# [WHAT THIS TASK INVOLVES]
Copy out each line below containing "facade".

(Data records)
>>>

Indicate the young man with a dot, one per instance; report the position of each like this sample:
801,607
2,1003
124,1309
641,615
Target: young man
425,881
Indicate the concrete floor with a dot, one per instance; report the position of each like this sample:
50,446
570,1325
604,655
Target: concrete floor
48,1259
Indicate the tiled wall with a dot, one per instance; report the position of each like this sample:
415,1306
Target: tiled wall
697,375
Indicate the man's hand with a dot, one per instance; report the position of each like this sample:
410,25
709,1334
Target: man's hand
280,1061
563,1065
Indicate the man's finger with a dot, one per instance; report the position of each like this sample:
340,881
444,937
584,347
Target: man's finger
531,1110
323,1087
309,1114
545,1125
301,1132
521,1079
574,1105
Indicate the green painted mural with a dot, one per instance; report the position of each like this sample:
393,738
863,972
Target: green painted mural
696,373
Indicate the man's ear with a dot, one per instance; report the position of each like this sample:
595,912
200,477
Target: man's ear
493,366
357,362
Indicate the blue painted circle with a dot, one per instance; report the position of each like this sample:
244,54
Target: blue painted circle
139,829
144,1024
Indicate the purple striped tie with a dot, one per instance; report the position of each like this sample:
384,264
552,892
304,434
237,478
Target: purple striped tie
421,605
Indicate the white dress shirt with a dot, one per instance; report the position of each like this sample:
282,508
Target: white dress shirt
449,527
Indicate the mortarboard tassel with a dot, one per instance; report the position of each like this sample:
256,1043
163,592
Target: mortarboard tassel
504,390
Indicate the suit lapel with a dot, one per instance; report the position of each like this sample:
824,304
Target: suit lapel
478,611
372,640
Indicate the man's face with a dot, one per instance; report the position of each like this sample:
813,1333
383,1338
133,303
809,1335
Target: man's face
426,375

<<<
>>>

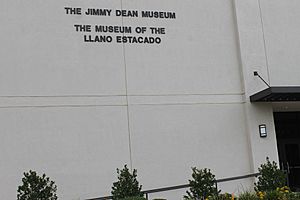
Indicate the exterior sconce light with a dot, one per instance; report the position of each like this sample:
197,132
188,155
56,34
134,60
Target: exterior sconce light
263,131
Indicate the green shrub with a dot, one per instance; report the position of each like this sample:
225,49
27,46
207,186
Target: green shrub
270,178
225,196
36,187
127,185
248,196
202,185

<<<
>>>

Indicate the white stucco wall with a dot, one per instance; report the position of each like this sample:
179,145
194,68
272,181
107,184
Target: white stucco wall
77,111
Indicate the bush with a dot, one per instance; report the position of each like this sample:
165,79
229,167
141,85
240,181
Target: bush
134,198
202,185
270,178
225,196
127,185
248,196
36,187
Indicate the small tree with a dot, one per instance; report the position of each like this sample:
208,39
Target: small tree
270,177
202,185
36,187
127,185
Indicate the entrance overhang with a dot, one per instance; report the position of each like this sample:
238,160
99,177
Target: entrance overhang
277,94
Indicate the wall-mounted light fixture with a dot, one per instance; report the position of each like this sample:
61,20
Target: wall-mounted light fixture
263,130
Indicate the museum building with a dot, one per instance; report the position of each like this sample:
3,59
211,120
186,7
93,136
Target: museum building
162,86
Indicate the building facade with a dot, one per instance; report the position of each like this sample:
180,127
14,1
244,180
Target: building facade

<<<

# [RESPONSE TO THIS TASK]
Indicate the building facade with a dot, one per instance; report the position of each like this sample:
Target: building facade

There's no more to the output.